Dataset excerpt
--- --- ---
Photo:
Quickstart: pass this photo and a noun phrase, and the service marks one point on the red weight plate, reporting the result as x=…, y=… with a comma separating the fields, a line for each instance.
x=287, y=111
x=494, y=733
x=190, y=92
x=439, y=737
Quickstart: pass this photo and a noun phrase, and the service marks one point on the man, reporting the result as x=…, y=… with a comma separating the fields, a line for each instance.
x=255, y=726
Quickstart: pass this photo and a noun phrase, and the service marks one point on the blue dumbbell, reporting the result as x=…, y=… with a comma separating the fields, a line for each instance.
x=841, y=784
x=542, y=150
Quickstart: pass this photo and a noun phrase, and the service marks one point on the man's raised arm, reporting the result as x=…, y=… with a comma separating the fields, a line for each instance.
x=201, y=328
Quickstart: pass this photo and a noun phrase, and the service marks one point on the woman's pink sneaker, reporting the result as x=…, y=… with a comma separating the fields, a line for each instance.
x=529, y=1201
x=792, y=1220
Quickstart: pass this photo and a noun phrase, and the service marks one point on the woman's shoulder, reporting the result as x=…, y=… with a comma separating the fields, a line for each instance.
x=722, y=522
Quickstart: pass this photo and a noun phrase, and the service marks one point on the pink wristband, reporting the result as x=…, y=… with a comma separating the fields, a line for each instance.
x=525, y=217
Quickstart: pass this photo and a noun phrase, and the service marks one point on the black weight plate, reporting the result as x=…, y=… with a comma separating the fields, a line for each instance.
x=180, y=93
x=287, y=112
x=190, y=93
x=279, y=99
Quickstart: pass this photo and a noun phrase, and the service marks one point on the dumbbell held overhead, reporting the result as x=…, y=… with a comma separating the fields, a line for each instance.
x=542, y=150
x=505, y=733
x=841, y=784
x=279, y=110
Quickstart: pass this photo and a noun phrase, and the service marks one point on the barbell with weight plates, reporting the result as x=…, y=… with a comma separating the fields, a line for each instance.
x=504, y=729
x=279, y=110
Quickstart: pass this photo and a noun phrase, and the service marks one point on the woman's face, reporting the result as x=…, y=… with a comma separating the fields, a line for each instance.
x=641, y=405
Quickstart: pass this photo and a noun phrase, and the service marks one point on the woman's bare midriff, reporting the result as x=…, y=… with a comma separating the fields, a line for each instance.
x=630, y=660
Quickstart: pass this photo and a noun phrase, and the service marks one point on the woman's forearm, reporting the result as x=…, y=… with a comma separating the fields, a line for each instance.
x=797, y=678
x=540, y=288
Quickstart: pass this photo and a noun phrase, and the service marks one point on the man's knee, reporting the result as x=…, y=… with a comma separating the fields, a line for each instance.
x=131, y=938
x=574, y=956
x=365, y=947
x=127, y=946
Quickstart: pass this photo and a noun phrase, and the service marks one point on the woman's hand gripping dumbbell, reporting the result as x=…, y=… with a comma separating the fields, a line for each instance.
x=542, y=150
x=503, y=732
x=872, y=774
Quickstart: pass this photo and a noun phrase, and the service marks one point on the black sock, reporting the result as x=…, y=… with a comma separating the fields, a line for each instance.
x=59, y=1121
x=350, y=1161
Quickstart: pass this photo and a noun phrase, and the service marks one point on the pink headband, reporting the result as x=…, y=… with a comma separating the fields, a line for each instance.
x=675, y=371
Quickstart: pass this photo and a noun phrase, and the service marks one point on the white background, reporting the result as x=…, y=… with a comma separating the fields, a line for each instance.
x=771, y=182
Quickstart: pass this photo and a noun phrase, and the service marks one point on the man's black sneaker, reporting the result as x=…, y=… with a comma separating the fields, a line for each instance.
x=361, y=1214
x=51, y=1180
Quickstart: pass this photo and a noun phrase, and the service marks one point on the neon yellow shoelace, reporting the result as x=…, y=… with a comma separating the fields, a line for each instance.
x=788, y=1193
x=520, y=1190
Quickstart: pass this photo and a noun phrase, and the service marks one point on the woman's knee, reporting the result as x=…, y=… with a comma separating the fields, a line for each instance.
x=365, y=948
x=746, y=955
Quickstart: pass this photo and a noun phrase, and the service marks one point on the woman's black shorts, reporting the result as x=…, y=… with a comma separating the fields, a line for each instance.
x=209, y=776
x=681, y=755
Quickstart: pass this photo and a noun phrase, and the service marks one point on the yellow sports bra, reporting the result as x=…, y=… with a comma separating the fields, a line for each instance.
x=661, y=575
--- --- ---
§ AIM OF THE TASK: Take the material above and return all of it exactly.

§ SOLUTION BELOW:
Photo:
Quickstart: pass this photo and a noun phrase, and the service marks one point on the red weight plate, reporting the result as x=…, y=… with a comma separating the fields, a line for each instance.
x=287, y=111
x=494, y=733
x=190, y=92
x=439, y=737
Quickstart: pass this photo and a noun phrase, and the service marks one point on the man, reporting the result as x=…, y=… with a comma separating the fields, a line for each instance.
x=255, y=726
Quickstart: pass this photo and a noun phrase, and the service marks one point on the blue dumbbell, reporting the result as x=…, y=… with a comma separating the fields, a line for each instance.
x=841, y=784
x=542, y=150
Quickstart: pass this photo and a noun phrase, and the service marks one point on the man's raised arm, reporting the result as x=…, y=… with a comma separating the fields, a line for each instance.
x=201, y=328
Quickstart: pass this photo and a noun phrase, and the service marks one point on the woman's pink sneaker, reporting the result as x=…, y=… with a comma separating the fields, a line for each instance.
x=529, y=1201
x=792, y=1220
Quickstart: pass this photo and a noun phrase, and the service marks one point on the woman's shoulder, reporting the result as x=…, y=… with a comma separating the fields, a line for each instance.
x=722, y=522
Quickstart: pass this photo and a noun phrase, and the service marks one point on the pink wristband, reporting the result as x=…, y=… with a comma separating the fields, a line for each instance.
x=525, y=217
Quickstart: pass this photo and a noun phrase, and the service marks one point on the black weight plate, reporting the result as x=…, y=… with a comma separating the fields, a line for each instance.
x=180, y=93
x=287, y=112
x=190, y=93
x=279, y=99
Quickstart: pass this photo and a noun phrase, and the service marks one point on the dumbbell held overhead, reporting the result as x=…, y=… with a comma separating the fields, a line for each instance.
x=542, y=150
x=505, y=733
x=841, y=784
x=279, y=110
Quickstart: pass this photo and a noun phrase, and the service marks one point on the barbell with weight plates, reporting the result as x=…, y=… with a comma separating the fields, a line for each instance.
x=504, y=729
x=279, y=110
Quickstart: pass this photo and a noun phrase, and the service marks one point on the woman's face, reporting the result as x=…, y=… with a comma separating the fields, a line for each instance.
x=641, y=405
Quickstart: pass this photo and a noun phrase, and the service marks one point on the woman's bare midriff, reporting the result as x=…, y=… with a comma separating the fields, a line for each instance.
x=630, y=660
Quickstart: pass this photo and a noun phrase, and the service marks one point on the woman's forearm, reporting the result as x=…, y=… with a comma separating the fields, a line for each instance.
x=797, y=678
x=540, y=288
Quickstart: pass this photo and a noun phrase, and the service marks one point on the man's knee, reporting the result as x=…, y=… with a comma separating the fields, a line for each instance.
x=131, y=938
x=574, y=956
x=365, y=947
x=127, y=946
Quickstart: pass this photo and a noun phrase, and the service marks one point on the woman's hand gripping dumbbell, reporting the result as x=…, y=… with a comma separating the fields, a line for each instance.
x=542, y=150
x=503, y=732
x=872, y=774
Quickstart: pass this photo and a noun phrase, and the service marks one point on the black sock, reporting the result as x=…, y=… with a comma separating the fields, a line for each instance.
x=59, y=1121
x=350, y=1161
Quickstart: pass this photo and a noun phrase, and the service marks one point on the pink headband, reporting the result as x=…, y=… with a comma separating the fields, a line for each instance.
x=675, y=371
Quickstart: pass this photo and a noun phrase, and the service marks one point on the white background, reporting the result as x=…, y=… with a comma separating the fields, a line for each instance.
x=771, y=182
Quickstart: pass this photo and a noun phrase, and the service marks one point on the man's black sneaker, reporting the result as x=…, y=… with a comma separating the fields, a line for each instance.
x=361, y=1214
x=51, y=1180
Quickstart: pass this photo and a noun phrase, and the service marks one point on the neon yellow shoelace, reporting the result as x=…, y=… with a comma separating the fields, a line for each instance.
x=788, y=1193
x=520, y=1190
Quickstart: pass this photo and a noun phrase, and the service marks one point on the woman's knee, reporting the result as x=…, y=… with a comma separating the fields, a line for each instance.
x=365, y=948
x=746, y=955
Quickstart: pass this photo and a noun phrase, and the service marks one point on the woman's black shorts, reporting the result as x=…, y=… with a comma separating the fields, a line for each instance.
x=209, y=776
x=681, y=755
Quickstart: pass this photo and a noun phrase, and the service marks one point on the yellow sports bra, reporting the result as x=…, y=… with a comma separating the fields, a line for each instance.
x=661, y=575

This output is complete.